A inutilidade das coisas

Escrito por Maria Afonso

“Se Saramago erguesse esta rosa tudo se iluminaria, como um corpo e um destino. Poderia eu inventar uma canção e afirmar que o importante é a rosa.”

Está plantada junto à parede da casa. Tal como milhões de rosas terá sido polinizada por insectos. Ignoro se possuirá, como a maioria, cinco pétalas. Tem espinhos rectos densamente compactados. Consta que servem para se proteger de animais. Talvez de quem também lhe queira fazer mal. Do mesmo caule, num ano incomum, nasceram duas rosas gémeas de uma beleza singular. Terá sido a única rosa que colhi dessa roseira. Para a eternizar ofereci-a a uma amiga que ainda a preserva numa caixa de vidro. Trata dela como de algo divino pronto a ser venerado. Se abrirmos a tampa o perfume ainda vive como remanescência da Pérsia antiga.

Pedido escrito a:
Reproduza do excerto sobre a rosa o trecho que começa nas palavras "Escrito por Maria" e termina após "da Pérsia antiga.".

Entradas retiradas de uma coleção:

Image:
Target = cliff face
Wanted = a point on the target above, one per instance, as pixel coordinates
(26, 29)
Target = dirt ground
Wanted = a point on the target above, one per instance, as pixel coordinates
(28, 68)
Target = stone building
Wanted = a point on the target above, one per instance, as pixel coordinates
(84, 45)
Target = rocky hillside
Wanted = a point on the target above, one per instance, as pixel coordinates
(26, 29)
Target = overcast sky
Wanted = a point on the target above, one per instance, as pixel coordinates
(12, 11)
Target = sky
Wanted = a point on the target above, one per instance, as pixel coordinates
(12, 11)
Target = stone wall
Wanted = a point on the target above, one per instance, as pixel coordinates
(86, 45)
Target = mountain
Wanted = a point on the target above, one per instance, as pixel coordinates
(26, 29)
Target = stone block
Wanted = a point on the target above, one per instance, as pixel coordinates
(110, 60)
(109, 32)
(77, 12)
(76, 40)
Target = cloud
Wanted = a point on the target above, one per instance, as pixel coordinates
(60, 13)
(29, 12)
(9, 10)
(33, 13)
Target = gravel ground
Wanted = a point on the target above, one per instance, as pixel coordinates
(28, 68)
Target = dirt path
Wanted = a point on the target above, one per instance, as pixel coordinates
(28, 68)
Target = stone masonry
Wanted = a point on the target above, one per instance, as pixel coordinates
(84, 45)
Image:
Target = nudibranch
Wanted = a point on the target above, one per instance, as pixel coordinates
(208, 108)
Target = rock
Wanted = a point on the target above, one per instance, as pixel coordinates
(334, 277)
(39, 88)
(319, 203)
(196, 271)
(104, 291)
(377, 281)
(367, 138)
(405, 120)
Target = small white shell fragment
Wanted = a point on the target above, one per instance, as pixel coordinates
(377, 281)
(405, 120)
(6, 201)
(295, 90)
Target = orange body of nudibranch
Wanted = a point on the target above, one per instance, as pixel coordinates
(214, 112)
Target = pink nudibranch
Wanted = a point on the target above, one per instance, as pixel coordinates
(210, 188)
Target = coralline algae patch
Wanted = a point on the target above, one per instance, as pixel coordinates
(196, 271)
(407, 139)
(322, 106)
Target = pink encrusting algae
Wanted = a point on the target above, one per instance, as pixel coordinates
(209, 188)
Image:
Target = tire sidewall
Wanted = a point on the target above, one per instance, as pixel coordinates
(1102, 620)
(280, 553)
---
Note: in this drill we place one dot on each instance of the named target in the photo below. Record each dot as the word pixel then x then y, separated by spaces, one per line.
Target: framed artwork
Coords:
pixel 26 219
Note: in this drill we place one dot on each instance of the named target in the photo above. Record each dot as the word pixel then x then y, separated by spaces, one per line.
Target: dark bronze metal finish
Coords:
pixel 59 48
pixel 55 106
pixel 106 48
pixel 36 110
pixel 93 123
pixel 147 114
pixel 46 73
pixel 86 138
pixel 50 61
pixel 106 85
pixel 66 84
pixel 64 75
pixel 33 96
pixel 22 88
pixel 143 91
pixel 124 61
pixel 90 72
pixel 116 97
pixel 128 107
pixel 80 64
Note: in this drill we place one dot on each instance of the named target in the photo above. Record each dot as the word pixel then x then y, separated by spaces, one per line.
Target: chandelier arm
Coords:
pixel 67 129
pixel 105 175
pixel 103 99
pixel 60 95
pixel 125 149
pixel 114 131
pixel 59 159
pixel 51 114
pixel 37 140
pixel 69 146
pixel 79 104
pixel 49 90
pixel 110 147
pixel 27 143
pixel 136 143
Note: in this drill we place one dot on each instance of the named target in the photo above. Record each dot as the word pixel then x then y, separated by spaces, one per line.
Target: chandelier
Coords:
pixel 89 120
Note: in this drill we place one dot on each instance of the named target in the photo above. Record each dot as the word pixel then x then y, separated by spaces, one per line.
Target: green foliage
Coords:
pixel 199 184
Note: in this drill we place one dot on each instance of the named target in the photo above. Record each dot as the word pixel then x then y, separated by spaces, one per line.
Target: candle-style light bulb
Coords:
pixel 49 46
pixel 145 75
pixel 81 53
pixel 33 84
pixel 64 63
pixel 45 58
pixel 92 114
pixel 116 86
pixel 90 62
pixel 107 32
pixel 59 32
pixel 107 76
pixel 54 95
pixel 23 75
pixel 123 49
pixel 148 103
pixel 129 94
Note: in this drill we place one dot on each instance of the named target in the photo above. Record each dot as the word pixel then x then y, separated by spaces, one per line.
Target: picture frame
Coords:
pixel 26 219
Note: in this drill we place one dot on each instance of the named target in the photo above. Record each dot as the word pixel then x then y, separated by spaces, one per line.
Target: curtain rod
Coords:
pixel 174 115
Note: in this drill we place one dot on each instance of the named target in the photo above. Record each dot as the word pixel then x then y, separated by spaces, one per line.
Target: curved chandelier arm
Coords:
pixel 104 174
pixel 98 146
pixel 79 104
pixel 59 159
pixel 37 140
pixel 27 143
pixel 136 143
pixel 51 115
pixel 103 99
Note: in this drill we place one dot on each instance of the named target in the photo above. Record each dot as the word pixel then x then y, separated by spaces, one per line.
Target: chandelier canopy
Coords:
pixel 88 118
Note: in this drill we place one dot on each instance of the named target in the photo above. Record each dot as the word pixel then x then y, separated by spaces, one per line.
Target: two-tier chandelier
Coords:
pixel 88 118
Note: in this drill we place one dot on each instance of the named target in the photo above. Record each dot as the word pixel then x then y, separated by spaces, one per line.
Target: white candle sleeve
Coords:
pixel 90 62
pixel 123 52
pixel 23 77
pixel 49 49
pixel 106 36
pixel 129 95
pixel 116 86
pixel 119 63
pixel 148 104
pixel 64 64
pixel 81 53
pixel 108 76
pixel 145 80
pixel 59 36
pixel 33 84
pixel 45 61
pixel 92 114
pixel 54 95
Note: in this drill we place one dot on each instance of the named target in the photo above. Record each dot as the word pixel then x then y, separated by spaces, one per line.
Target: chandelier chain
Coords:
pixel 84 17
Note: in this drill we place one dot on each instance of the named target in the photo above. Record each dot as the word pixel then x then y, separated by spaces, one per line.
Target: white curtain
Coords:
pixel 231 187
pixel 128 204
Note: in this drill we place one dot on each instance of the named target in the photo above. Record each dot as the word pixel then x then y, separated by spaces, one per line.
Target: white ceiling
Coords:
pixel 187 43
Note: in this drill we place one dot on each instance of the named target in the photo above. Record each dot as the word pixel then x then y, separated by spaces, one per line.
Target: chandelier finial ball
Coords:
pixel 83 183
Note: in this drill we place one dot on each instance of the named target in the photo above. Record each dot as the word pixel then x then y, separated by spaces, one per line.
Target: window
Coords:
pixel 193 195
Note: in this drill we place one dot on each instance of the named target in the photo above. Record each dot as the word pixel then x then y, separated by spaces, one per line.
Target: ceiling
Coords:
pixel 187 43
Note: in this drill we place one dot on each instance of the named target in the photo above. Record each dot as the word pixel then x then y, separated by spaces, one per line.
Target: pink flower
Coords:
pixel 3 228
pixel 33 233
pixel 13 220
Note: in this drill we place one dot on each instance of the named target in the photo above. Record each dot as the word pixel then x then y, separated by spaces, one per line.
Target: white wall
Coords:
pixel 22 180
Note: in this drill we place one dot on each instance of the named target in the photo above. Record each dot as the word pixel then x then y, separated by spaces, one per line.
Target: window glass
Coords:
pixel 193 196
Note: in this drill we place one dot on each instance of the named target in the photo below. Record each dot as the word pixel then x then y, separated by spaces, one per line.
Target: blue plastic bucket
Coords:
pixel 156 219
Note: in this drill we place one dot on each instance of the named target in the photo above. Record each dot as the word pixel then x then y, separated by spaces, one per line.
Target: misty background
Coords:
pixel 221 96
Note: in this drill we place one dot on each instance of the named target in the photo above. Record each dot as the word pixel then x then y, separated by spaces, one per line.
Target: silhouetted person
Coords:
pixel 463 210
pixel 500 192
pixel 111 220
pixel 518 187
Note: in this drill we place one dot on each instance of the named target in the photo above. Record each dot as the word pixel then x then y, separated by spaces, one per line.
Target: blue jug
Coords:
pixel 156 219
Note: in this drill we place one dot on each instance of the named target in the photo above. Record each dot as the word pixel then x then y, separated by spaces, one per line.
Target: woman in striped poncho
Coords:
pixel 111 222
--
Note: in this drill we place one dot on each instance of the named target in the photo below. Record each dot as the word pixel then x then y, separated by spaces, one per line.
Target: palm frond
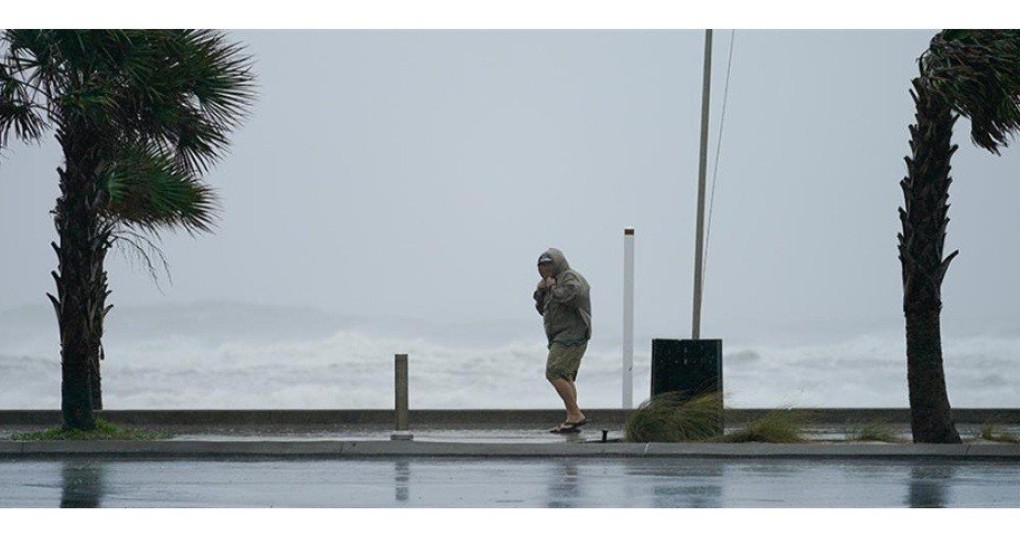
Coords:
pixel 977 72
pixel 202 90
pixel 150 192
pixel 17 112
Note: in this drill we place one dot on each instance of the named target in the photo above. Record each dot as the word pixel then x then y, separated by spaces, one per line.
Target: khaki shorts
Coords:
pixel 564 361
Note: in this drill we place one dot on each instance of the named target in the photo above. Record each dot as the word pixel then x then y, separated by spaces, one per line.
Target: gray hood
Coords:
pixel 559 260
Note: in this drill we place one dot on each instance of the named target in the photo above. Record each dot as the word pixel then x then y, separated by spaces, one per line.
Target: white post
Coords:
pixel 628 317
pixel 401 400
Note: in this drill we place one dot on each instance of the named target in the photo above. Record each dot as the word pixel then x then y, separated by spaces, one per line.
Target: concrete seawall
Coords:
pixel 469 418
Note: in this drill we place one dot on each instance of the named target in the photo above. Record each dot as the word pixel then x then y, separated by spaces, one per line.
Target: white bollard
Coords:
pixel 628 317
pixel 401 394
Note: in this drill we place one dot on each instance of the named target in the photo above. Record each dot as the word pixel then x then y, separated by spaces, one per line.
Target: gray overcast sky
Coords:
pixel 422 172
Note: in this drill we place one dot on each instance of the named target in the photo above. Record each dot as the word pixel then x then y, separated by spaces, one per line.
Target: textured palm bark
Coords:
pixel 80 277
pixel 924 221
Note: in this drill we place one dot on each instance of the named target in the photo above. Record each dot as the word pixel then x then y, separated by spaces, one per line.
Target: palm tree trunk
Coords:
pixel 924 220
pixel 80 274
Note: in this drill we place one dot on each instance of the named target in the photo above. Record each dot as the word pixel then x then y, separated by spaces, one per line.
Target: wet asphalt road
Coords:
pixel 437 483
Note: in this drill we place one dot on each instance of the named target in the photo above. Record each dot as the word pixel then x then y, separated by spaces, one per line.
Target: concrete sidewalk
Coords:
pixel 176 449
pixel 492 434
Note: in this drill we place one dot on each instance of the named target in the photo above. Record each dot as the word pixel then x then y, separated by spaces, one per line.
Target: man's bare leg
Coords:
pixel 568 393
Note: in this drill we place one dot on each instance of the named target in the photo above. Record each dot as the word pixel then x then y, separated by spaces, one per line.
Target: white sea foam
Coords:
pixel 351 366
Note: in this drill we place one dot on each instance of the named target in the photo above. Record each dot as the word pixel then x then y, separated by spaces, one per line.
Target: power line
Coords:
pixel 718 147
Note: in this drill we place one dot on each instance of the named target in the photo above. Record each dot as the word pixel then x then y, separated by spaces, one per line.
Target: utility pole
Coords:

Pedido escrito b:
Devolva todas as linhas que contenham a palavra "pink", distinguindo maiúsculas de minúsculas.

Resposta completa a:
Escrito por Maria Afonso

“Se Saramago erguesse esta rosa tudo se iluminaria, como um corpo e um destino. Poderia eu inventar uma canção e afirmar que o importante é a rosa.”

Está plantada junto à parede da casa. Tal como milhões de rosas terá sido polinizada por insectos. Ignoro se possuirá, como a maioria, cinco pétalas. Tem espinhos rectos densamente compactados. Consta que servem para se proteger de animais. Talvez de quem também lhe queira fazer mal. Do mesmo caule, num ano incomum, nasceram duas rosas gémeas de uma beleza singular. Terá sido a única rosa que colhi dessa roseira. Para a eternizar ofereci-a a uma amiga que ainda a preserva numa caixa de vidro. Trata dela como de algo divino pronto a ser venerado. Se abrirmos a tampa o perfume ainda vive como remanescência da Pérsia antiga.

Resposta completa b:
Target = pink nudibranch
Target = pink encrusting algae
Target: pink flower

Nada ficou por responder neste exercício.